** Document text **
# AMT 1966 Ford Galaxie



## Galaxieman (May 24, 2005)

I need some parts for the 1966 Ford Galaxie 1:25 scale kit. Specifically I need tailights and rear bumpers. I have a few of the original Ford promos and need to replace missing parts.


----------



## DR. PRETORIOUS (Nov 1, 2000)

Try this site: http://www.modelroundup.com/mcnews.html


----------



## madmanmark (Mar 24, 2005)

Galaxieman said:


> I need some parts for the 1966 Ford Galaxie 1:25 scale kit. Specifically I need tailights and rear bumpers. I have a few of the original Ford promos and need to replace missing parts.



www.modelhaus.com can definitely help you. They also have a great '65 Custom 4 door sedan for use with the AMT '65 Galaxie.


----------



## superduty455 (Jun 21, 2000)

The new AMT kit of the 66 Galaxie "restorod" just came out last week. AMT 38379 and is either a 2 n 1 or 3 n 1 kit. 
Chris


----------



## chevy263 (Oct 6, 2003)

Hi im Rob aka chevy263 I've been building models for yrs and figured I'd say hi I currently have a real 68 galaxie fastback as well as the original kit and 60 thru 67 promos someday I'll have to post pics when i figure this site out again ive been a member here for a few yrs but just got back online TTYL TC


----------



## MightyMax (Jan 21, 2000)

** Material provided **
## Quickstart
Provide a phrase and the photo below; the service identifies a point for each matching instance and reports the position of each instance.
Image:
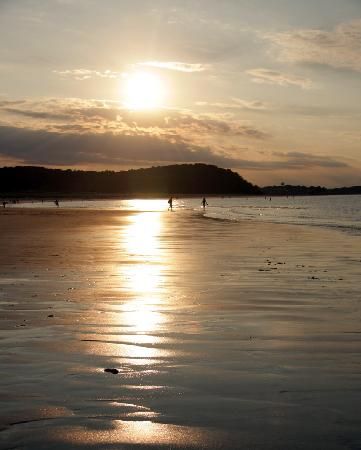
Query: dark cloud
(71, 148)
(51, 148)
(92, 115)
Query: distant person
(204, 202)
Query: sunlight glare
(143, 90)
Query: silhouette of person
(204, 202)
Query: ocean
(342, 212)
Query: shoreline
(216, 329)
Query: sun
(143, 90)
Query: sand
(224, 335)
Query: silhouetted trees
(186, 179)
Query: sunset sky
(269, 88)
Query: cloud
(175, 65)
(97, 117)
(55, 148)
(85, 74)
(338, 48)
(75, 132)
(237, 103)
(282, 79)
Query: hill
(188, 179)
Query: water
(342, 212)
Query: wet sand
(224, 335)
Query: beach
(221, 334)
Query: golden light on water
(143, 90)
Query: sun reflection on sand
(142, 280)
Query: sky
(268, 88)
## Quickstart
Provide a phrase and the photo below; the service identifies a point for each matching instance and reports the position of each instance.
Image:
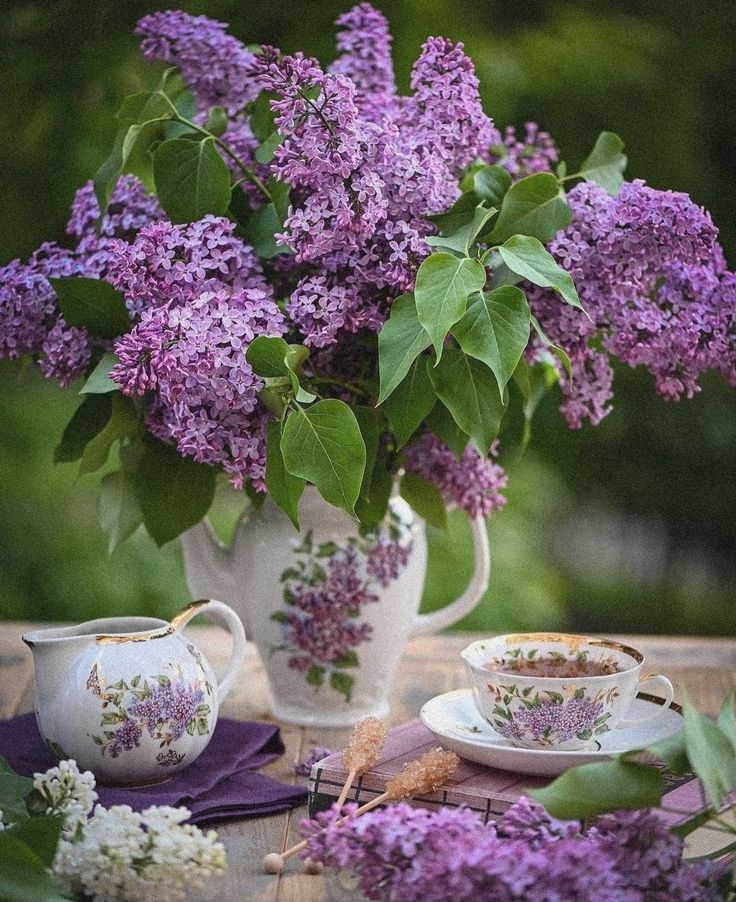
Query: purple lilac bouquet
(417, 855)
(290, 274)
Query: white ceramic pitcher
(329, 610)
(131, 698)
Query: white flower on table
(66, 790)
(125, 856)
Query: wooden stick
(276, 859)
(346, 788)
(426, 774)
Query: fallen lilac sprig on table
(404, 853)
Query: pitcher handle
(223, 615)
(451, 613)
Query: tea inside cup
(555, 691)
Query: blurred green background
(626, 527)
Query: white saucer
(454, 719)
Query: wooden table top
(703, 670)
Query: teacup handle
(669, 696)
(224, 616)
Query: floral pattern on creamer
(325, 592)
(164, 707)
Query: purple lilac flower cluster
(127, 737)
(321, 624)
(417, 855)
(556, 720)
(364, 45)
(29, 316)
(386, 559)
(535, 153)
(215, 65)
(473, 483)
(200, 297)
(169, 708)
(191, 359)
(366, 168)
(303, 768)
(174, 264)
(650, 273)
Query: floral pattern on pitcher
(325, 593)
(550, 718)
(163, 707)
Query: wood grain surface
(702, 670)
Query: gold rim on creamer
(177, 622)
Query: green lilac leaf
(533, 206)
(261, 116)
(88, 420)
(673, 751)
(226, 512)
(99, 381)
(375, 492)
(490, 183)
(192, 179)
(495, 330)
(118, 509)
(463, 238)
(264, 153)
(711, 755)
(13, 790)
(343, 683)
(440, 421)
(530, 259)
(400, 341)
(92, 304)
(323, 444)
(410, 403)
(267, 356)
(606, 163)
(469, 390)
(602, 787)
(459, 215)
(137, 109)
(425, 499)
(24, 875)
(370, 429)
(41, 834)
(174, 492)
(123, 423)
(727, 719)
(349, 659)
(284, 488)
(260, 226)
(443, 285)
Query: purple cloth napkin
(219, 784)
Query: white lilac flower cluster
(120, 855)
(128, 855)
(66, 790)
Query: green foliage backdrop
(663, 75)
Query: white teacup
(516, 689)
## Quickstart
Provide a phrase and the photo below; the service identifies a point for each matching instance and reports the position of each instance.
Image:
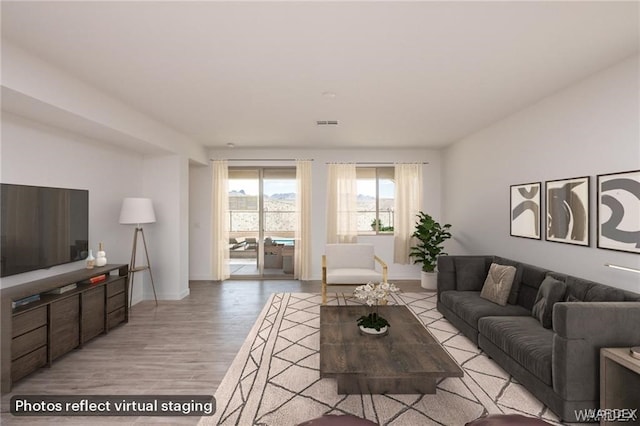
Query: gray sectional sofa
(559, 365)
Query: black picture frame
(618, 211)
(525, 208)
(567, 210)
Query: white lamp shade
(136, 211)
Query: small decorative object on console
(101, 256)
(91, 261)
(374, 295)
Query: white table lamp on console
(137, 211)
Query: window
(376, 188)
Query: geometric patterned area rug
(275, 379)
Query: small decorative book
(63, 289)
(95, 280)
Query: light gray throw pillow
(551, 291)
(498, 283)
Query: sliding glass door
(262, 222)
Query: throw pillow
(550, 292)
(498, 283)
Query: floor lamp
(138, 211)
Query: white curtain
(303, 237)
(220, 220)
(342, 225)
(408, 203)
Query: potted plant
(430, 235)
(374, 295)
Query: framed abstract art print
(525, 210)
(567, 206)
(619, 211)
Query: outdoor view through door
(262, 203)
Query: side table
(619, 385)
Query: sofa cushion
(515, 288)
(530, 279)
(524, 340)
(353, 276)
(470, 273)
(497, 285)
(589, 291)
(551, 291)
(469, 306)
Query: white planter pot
(429, 280)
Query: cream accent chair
(350, 264)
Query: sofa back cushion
(589, 291)
(498, 283)
(531, 278)
(471, 271)
(551, 291)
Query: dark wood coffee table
(407, 360)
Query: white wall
(34, 154)
(200, 198)
(587, 129)
(166, 182)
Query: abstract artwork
(619, 211)
(568, 211)
(525, 210)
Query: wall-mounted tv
(42, 227)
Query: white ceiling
(412, 74)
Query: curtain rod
(376, 162)
(265, 159)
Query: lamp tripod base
(133, 268)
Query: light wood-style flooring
(177, 348)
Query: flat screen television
(42, 227)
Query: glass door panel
(279, 221)
(244, 223)
(262, 217)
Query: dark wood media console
(36, 334)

** What you will do **
1. Transcribe the listing from the line containing "Query: wall-mounted tv" through its final line, inclusive.
2. Pick up the forum thread about the AMT 1966 Ford Galaxie kit from where it stops.
The forum thread and the listing were taken from unrelated sources.

** Expected results **
1.
Query: wall-mounted tv
(42, 227)
Query: white ceiling
(412, 74)
Query: curtain rod
(376, 162)
(265, 159)
Query: lamp tripod base
(133, 268)
Query: light wood-style flooring
(177, 348)
Query: flat screen television
(42, 227)
Query: glass door panel
(279, 221)
(244, 223)
(262, 217)
Query: dark wood media console
(36, 334)

2.
My buddy had a late 60's something Galaxie convertible. This was in the early eighties when cars were gettin real small. I am 6'3" and with the passenger seat all the way back I could stretch out my legs and still not be touching the firewall! That legroom was unbelievable. Had a lot of fun in that car.

Cheers,
Max Bryant


----------



## StarshipClass (Aug 13, 2003)

Does anyone make an early '60s Ford Galaxie four door for conversion into a Mayberry, NC Sheriff's car?


----------



## Prisoner (Nov 2, 1999)

Model Roundup sells a resin conversion kit. You need the AMT '63 Galaxie #30267 as well. Kinda' pricey though...

http://www.modelroundup.com/resin.htm

Prisoner


----------



## StarshipClass (Aug 13, 2003)

^^Thanks, Prisoner! Appreciate the info!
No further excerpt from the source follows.